**** RECORD EXTRACTS ****

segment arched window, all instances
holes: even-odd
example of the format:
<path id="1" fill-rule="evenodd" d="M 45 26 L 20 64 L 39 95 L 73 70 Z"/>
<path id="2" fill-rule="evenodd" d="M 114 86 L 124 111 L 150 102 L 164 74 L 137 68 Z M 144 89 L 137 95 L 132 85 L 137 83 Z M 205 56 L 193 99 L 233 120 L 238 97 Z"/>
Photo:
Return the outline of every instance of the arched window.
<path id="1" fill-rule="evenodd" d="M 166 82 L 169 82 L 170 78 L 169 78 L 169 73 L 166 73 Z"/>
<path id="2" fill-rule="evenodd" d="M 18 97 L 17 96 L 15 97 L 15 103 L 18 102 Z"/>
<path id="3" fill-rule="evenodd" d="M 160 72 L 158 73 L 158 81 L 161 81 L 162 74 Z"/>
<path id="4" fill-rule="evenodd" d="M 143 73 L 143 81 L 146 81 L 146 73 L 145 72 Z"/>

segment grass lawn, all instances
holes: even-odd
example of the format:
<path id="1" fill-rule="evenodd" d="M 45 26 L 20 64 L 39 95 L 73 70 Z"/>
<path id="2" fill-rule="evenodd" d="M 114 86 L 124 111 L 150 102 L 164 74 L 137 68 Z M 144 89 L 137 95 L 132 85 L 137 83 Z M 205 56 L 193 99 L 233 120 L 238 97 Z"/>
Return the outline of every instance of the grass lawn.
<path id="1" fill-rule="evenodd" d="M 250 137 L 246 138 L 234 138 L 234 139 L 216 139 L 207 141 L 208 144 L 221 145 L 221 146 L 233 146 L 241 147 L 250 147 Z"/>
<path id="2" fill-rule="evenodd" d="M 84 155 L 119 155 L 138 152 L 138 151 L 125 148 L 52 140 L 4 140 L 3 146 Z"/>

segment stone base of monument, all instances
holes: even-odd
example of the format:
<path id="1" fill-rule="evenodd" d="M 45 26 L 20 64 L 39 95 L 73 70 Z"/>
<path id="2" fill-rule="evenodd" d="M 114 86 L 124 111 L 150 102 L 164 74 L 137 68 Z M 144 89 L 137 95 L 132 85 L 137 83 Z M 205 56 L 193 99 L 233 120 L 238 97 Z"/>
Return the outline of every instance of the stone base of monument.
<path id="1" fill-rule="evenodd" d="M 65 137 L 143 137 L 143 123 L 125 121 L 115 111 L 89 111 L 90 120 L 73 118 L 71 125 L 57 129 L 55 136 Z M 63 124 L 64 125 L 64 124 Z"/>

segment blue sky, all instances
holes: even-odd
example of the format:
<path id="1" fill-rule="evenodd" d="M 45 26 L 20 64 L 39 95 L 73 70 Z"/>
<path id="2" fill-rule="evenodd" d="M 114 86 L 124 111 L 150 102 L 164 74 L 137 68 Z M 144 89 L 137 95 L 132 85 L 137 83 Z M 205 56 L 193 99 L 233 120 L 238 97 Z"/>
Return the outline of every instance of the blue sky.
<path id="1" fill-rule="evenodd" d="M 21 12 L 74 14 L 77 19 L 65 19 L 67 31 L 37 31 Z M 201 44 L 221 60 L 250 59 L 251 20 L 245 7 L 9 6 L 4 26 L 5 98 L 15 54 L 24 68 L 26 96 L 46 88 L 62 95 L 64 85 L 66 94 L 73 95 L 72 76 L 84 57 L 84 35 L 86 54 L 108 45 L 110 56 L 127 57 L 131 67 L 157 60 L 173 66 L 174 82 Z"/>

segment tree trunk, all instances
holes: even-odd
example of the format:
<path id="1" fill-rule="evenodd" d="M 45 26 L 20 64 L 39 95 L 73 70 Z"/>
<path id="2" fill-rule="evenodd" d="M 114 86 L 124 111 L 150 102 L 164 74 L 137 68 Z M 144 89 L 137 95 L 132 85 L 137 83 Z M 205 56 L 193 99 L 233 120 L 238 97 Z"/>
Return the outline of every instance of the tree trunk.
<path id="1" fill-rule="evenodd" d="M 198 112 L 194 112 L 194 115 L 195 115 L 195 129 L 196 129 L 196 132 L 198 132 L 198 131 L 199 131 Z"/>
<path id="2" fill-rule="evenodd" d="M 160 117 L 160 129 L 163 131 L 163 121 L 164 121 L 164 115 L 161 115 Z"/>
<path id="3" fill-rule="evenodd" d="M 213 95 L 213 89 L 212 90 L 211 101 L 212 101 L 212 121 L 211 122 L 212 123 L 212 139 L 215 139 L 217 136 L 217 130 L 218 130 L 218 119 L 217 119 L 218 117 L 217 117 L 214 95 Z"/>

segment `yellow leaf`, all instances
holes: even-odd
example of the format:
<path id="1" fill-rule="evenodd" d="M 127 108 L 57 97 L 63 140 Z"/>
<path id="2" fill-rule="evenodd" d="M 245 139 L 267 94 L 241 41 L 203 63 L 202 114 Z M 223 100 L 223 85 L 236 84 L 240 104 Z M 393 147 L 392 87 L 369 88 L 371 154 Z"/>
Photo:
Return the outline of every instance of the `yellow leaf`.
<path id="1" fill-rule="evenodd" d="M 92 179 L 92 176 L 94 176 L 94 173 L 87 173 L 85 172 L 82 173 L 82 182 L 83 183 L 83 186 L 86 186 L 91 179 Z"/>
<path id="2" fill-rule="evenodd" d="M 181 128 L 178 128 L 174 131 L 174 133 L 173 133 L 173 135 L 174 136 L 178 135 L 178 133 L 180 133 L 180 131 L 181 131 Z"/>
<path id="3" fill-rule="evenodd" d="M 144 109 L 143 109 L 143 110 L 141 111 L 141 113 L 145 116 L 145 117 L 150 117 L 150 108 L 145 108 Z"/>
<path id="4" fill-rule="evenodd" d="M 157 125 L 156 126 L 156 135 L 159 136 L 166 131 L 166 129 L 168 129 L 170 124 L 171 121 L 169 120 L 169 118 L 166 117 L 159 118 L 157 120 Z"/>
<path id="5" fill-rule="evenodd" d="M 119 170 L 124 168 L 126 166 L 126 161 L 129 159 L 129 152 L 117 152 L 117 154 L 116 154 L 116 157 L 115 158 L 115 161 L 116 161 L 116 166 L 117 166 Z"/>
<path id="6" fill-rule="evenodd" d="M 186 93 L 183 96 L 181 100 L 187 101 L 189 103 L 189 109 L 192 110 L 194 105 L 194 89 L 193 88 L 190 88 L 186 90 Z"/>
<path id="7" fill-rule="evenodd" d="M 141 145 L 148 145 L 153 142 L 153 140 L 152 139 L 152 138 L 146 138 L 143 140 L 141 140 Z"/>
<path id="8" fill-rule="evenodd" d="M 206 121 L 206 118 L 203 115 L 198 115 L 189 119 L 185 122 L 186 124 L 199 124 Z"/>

****

→ SHORT EXERCISE
Edit the records above by replacing each "example of the format:" with "format sample:", and leave every other line as it is.

→ FINAL ANSWER
segment arched window, all instances
holes: even-odd
format sample:
<path id="1" fill-rule="evenodd" d="M 45 26 L 20 64 L 39 95 L 73 70 Z"/>
<path id="2" fill-rule="evenodd" d="M 114 86 L 124 111 L 150 102 L 164 74 L 137 68 Z M 144 89 L 137 95 L 132 85 L 137 83 Z M 205 56 L 193 99 L 233 120 L 238 97 Z"/>
Photo:
Return the outline of every instance of the arched window.
<path id="1" fill-rule="evenodd" d="M 166 82 L 169 82 L 170 78 L 169 78 L 169 73 L 166 73 Z"/>
<path id="2" fill-rule="evenodd" d="M 18 97 L 17 96 L 15 97 L 15 103 L 18 102 Z"/>
<path id="3" fill-rule="evenodd" d="M 160 72 L 158 73 L 158 81 L 161 81 L 162 74 Z"/>
<path id="4" fill-rule="evenodd" d="M 143 73 L 143 81 L 146 81 L 146 73 L 145 72 Z"/>

segment grass lawn, all instances
holes: even-odd
format sample:
<path id="1" fill-rule="evenodd" d="M 45 26 L 20 64 L 39 95 L 73 70 Z"/>
<path id="2" fill-rule="evenodd" d="M 114 86 L 124 111 L 150 102 L 164 74 L 137 68 Z M 144 89 L 137 95 L 132 85 L 137 83 Z M 205 56 L 193 99 L 233 120 L 238 97 Z"/>
Return the outline of every instance of the grass lawn.
<path id="1" fill-rule="evenodd" d="M 250 137 L 246 138 L 234 138 L 234 139 L 216 139 L 207 141 L 208 144 L 221 145 L 221 146 L 233 146 L 241 147 L 250 147 Z"/>
<path id="2" fill-rule="evenodd" d="M 84 155 L 119 155 L 138 152 L 138 151 L 125 148 L 52 140 L 4 140 L 3 146 Z"/>

segment stone base of monument, all instances
holes: even-odd
format sample:
<path id="1" fill-rule="evenodd" d="M 45 26 L 20 64 L 39 95 L 73 70 Z"/>
<path id="2" fill-rule="evenodd" d="M 114 86 L 124 111 L 150 102 L 164 74 L 137 68 Z M 144 89 L 137 95 L 132 85 L 137 83 Z M 205 56 L 193 99 L 233 120 L 238 97 Z"/>
Return the outline of every instance of the stone base of monument.
<path id="1" fill-rule="evenodd" d="M 65 137 L 143 137 L 143 123 L 125 121 L 115 111 L 89 111 L 90 120 L 73 118 L 71 125 L 57 129 L 55 136 Z M 63 124 L 64 125 L 64 124 Z"/>

segment blue sky, all instances
holes: even-odd
format sample:
<path id="1" fill-rule="evenodd" d="M 45 26 L 20 64 L 39 95 L 73 70 Z"/>
<path id="2" fill-rule="evenodd" d="M 114 86 L 124 111 L 150 102 L 164 74 L 137 68 Z M 144 89 L 137 95 L 132 85 L 137 83 Z M 205 56 L 193 99 L 233 120 L 238 97 Z"/>
Return the outline of every instance of the blue sky.
<path id="1" fill-rule="evenodd" d="M 21 12 L 74 14 L 77 19 L 65 19 L 67 31 L 37 31 Z M 201 44 L 221 60 L 250 59 L 251 20 L 245 7 L 9 6 L 4 26 L 5 98 L 15 54 L 24 68 L 26 96 L 46 88 L 62 95 L 64 85 L 66 94 L 73 95 L 72 76 L 84 57 L 84 35 L 86 54 L 108 45 L 110 56 L 127 57 L 131 67 L 157 60 L 173 66 L 174 82 Z"/>

segment tree trunk, all instances
holes: even-odd
format sample:
<path id="1" fill-rule="evenodd" d="M 45 26 L 20 64 L 39 95 L 73 70 Z"/>
<path id="2" fill-rule="evenodd" d="M 114 86 L 124 111 L 150 102 L 164 74 L 137 68 Z M 144 89 L 137 95 L 132 85 L 137 83 Z M 205 56 L 193 99 L 233 120 L 238 97 Z"/>
Return the outline of every instance of the tree trunk.
<path id="1" fill-rule="evenodd" d="M 198 112 L 194 112 L 194 115 L 195 115 L 195 129 L 196 129 L 196 132 L 198 132 L 198 131 L 199 131 Z"/>
<path id="2" fill-rule="evenodd" d="M 160 117 L 160 129 L 163 131 L 163 121 L 164 121 L 164 115 L 161 115 Z"/>
<path id="3" fill-rule="evenodd" d="M 213 95 L 213 89 L 212 90 L 211 101 L 212 101 L 212 121 L 211 122 L 212 123 L 212 139 L 215 139 L 217 136 L 217 130 L 218 130 L 218 119 L 217 119 L 218 117 L 217 117 L 214 95 Z"/>

segment `yellow leaf`, all instances
holes: even-odd
format sample:
<path id="1" fill-rule="evenodd" d="M 127 108 L 57 97 L 63 140 Z"/>
<path id="2" fill-rule="evenodd" d="M 245 139 L 267 94 L 241 41 L 203 63 L 202 114 Z M 223 100 L 223 85 L 236 84 L 240 104 Z M 393 147 L 392 87 L 369 88 L 371 154 Z"/>
Photo:
Return the outline of every instance of the `yellow leaf`.
<path id="1" fill-rule="evenodd" d="M 92 179 L 92 176 L 94 176 L 94 173 L 87 173 L 85 172 L 82 173 L 82 182 L 83 183 L 83 186 L 86 186 L 91 179 Z"/>
<path id="2" fill-rule="evenodd" d="M 181 128 L 178 128 L 174 131 L 174 133 L 173 133 L 173 135 L 174 136 L 178 135 L 178 133 L 180 133 L 180 131 L 181 131 Z"/>
<path id="3" fill-rule="evenodd" d="M 144 109 L 143 109 L 143 110 L 141 111 L 141 113 L 145 116 L 145 117 L 150 117 L 150 108 L 145 108 Z"/>
<path id="4" fill-rule="evenodd" d="M 157 125 L 156 126 L 156 135 L 159 136 L 166 131 L 166 129 L 168 129 L 170 124 L 171 121 L 169 120 L 169 118 L 166 117 L 159 118 L 157 120 Z"/>
<path id="5" fill-rule="evenodd" d="M 119 170 L 124 168 L 126 166 L 126 161 L 129 159 L 129 152 L 117 152 L 117 154 L 116 154 L 116 157 L 115 158 L 115 161 L 116 161 L 116 166 L 117 166 Z"/>
<path id="6" fill-rule="evenodd" d="M 186 93 L 183 96 L 181 100 L 187 101 L 189 103 L 189 109 L 192 110 L 194 105 L 194 89 L 193 88 L 190 88 L 186 90 Z"/>
<path id="7" fill-rule="evenodd" d="M 141 145 L 148 145 L 153 142 L 153 140 L 152 139 L 152 138 L 146 138 L 143 140 L 141 140 Z"/>
<path id="8" fill-rule="evenodd" d="M 206 121 L 206 118 L 203 115 L 198 115 L 189 119 L 185 122 L 186 124 L 199 124 Z"/>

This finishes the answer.